◆ Text block:
** START **

The 1609 text of the Sonnets is not a very good one. It may rest upon a fairly authoritative manuscript, but there are sufficient misprints, including misprints of punctuation not explicable upon any theory (cf. p. 195) of rhetorical punctuation, to make it clear that the volume cannot have been overseen by Shakespeare, as Venus and Adonis and Lucrece may have been. The absence of any author's epistle is a further indication of this. (1.559)

Chambers, however, at least suggests Shakespeare may indeed have authorized publication of the sonnets:

The 1640 text does not rest upon any fresh reference to a manuscript, although the sonnets, of which eight are omitted, have been regrouped in a new order under fancy headings, and the pronouns altered so as to suggest that those really written to a man were written to a woman. In this respect at least they cannot be, as Benson claimed, 'of the same purity, the Author himselfe then living avouched'. For what it is worth, however, the phrase seems to imply a belief that the original publication was not contrary to Shakespeare's desire, and perhaps the same inference might be drawn from William Drummond's statement about 1614 (App. B, no. xl) that Shakespeare had lately published his works. Drummond may not have been in a position to know much about it. (1.559)

Regarding the Drummond passage, Chambers maintains that "It was in 1614 that Drummond made the acquaintance of Alexander to whose Aurora as well as Shakespeare's Sonnets (1609) he seems to refer" (2.220). In the passage itself, Drummond, after commenting upon the treatment of "the Subject of Love" by Surrey, Wyatt, Sidney, Daniel, Drayton, Spenser, Ralegh, and Dryer, says, "The last we have are Sir William Alexander and Shakespear, who have lately published their Works" (2.220­221). Wyndham and Chambers notwithstanding, until recently, the dominant critical opinion of the twentieth century resoundingly has agreed with Knight's and Lee's claims that Q1609 was unauthorized, as we see in Steven Booth's "Since most people guess the 1609 Quarto to be unauthorized, we have no strong reason to assume the 1609 order to be either the order of their writing or the order in which Shakespeare would have wanted them read had he published them himself" (545).

During the past fifteen years, several challenges have been mounted against the hegemony of Knight's and Lee's position. In her 1983 "Was the 1609 Shake­speares Sonnets Really Unauthorized," Katherine Duncan­Jones presents a cogent case for the proposition that Shakespeare probably sold the text directly to Thorpe. Duncan­Jones argues "for the substantial integrity of the 1609 Quarto" first on the grounds of "Thorpe's practice and associations as a publisher" and second on structural grounds--"Within the 1609 text many elements of thematic and structural coherence are to be found which commentators have failed to recognize" (154­55). Duncan­Jones summarized her own thesis in her piece on "The Non­Dramatic Poems" in Shakespeare: A Bibliographic Guide:

My own examination of the rest of Thorpe's publications has suggested that Shakespeare is quite likely to have sold the text directly to Thorpe, who had recently done good work for Jonson and Marston, among others; and a comparison of the 1609 quarto with other sonnet volumes points to its being an artistic unit not unfamiliar in the period, made up of sonnets, 'anacreontic poems' (153­4), and 'complaint'. (75)

** END **

◆ Extracted data:
** START **

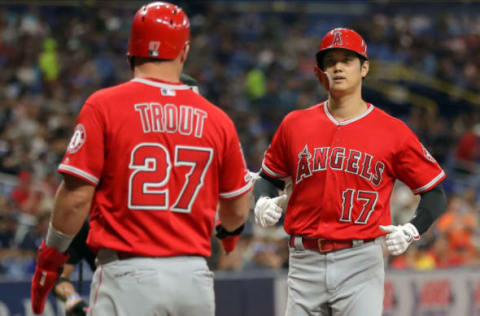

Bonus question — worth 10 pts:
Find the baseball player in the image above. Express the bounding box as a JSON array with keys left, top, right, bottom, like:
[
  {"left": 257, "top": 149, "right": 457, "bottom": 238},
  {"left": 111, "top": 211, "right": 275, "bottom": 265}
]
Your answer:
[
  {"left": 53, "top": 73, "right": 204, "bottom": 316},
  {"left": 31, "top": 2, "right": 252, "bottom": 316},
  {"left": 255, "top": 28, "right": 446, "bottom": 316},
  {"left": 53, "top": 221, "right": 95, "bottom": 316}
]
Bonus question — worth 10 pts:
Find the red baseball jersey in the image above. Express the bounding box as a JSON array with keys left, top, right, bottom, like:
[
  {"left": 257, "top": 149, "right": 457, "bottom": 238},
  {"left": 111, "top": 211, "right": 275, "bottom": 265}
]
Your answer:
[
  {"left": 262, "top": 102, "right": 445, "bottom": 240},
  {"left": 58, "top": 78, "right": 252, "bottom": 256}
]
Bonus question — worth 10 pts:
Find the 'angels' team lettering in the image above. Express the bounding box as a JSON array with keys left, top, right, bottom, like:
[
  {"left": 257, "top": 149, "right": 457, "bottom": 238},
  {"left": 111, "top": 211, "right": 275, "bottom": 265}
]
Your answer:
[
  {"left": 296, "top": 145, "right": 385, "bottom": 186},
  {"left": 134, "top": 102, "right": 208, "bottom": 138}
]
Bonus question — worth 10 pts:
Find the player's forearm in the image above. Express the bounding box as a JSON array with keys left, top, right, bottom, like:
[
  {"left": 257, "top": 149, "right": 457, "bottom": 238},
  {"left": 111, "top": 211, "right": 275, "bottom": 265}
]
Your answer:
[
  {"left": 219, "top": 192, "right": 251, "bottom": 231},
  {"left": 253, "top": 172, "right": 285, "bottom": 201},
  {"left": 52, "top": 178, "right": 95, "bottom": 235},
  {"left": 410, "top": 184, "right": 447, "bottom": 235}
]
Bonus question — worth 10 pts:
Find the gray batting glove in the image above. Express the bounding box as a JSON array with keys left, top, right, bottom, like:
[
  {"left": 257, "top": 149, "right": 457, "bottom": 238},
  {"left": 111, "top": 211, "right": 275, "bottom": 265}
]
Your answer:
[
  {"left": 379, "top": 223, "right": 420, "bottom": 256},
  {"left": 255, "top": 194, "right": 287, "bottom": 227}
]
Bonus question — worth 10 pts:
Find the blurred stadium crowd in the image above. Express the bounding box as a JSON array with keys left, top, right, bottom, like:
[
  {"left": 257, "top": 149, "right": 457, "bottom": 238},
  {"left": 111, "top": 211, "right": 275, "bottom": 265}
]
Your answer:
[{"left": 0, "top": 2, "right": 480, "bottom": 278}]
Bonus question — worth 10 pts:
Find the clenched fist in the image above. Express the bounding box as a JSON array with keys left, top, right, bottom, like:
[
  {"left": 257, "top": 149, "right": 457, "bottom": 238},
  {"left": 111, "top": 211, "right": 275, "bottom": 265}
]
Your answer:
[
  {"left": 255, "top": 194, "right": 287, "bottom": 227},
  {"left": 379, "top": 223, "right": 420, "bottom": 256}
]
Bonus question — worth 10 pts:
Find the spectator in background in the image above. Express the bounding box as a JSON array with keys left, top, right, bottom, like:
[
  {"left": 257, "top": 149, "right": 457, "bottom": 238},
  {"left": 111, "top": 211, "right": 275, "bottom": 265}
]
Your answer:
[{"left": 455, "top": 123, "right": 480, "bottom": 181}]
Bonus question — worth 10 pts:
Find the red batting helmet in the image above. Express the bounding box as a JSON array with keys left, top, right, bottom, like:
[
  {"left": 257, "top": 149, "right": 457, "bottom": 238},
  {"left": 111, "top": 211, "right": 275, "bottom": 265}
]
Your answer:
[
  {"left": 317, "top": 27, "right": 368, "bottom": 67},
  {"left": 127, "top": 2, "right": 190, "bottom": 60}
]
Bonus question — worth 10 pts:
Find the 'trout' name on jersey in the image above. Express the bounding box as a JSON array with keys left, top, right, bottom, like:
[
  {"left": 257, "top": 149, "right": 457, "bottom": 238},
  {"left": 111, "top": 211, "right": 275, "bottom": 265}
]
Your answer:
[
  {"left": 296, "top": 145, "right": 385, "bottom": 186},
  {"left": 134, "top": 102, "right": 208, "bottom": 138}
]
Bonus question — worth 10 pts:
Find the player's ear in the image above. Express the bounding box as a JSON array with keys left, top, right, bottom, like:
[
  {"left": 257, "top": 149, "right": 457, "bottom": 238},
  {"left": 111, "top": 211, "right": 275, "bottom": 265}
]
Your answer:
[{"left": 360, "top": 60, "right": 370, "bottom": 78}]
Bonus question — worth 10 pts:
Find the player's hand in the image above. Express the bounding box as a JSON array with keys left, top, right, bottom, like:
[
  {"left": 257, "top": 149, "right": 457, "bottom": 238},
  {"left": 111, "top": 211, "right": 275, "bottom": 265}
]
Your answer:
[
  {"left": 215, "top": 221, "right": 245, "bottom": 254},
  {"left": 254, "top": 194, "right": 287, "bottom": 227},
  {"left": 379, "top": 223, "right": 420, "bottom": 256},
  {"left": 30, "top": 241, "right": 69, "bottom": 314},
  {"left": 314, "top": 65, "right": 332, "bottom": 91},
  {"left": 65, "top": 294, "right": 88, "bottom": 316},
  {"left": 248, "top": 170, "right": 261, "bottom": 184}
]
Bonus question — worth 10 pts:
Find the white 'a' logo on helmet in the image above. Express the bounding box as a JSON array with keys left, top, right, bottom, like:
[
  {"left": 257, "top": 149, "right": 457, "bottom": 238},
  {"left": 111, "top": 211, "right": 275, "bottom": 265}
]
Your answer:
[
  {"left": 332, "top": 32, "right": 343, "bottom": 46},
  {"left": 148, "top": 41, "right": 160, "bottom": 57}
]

** END **

◆ Written instruction 1: Echo the passage on the Sonnets quarto, starting at "Chambers, however, at" and ending at "about it. (1.559)".
◆ Written instruction 2: Please recast the paragraph of the passage on the Sonnets quarto that begins "During the past fifteen years" as a short list that keeps its main facts.

◆ Exercise output 1:
Chambers, however, at least suggests Shakespeare may indeed have authorized publication of the sonnets:

The 1640 text does not rest upon any fresh reference to a manuscript, although the sonnets, of which eight are omitted, have been regrouped in a new order under fancy headings, and the pronouns altered so as to suggest that those really written to a man were written to a woman. In this respect at least they cannot be, as Benson claimed, 'of the same purity, the Author himselfe then living avouched'. For what it is worth, however, the phrase seems to imply a belief that the original publication was not contrary to Shakespeare's desire, and perhaps the same inference might be drawn from William Drummond's statement about 1614 (App. B, no. xl) that Shakespeare had lately published his works. Drummond may not have been in a position to know much about it. (1.559)

◆ Exercise output 2:
- Over the past fifteen years, several challenges have been mounted against the dominance of Knight's and Lee's position.
- In her 1983 essay "Was the 1609 Shake-speares Sonnets Really Unauthorized," Katherine Duncan-Jones makes a cogent case that Shakespeare probably sold the text directly to Thorpe.
- She argues for the substantial integrity of the 1609 Quarto on two grounds: Thorpe's practice and associations as a publisher, and thematic and structural coherence within the 1609 text that commentators have failed to recognize (154-55).
- She summarized this thesis in her piece "The Non-Dramatic Poems" in Shakespeare: A Bibliographic Guide.